• [Requirement] Return each line of the following material unchanged, in its original order.

• [Rows]
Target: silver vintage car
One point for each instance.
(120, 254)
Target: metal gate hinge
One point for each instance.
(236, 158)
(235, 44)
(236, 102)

• [Response for this exercise]
Target: silver vintage car
One point for each instance.
(120, 254)
Target: metal gate hinge
One point for each instance.
(236, 158)
(235, 44)
(236, 102)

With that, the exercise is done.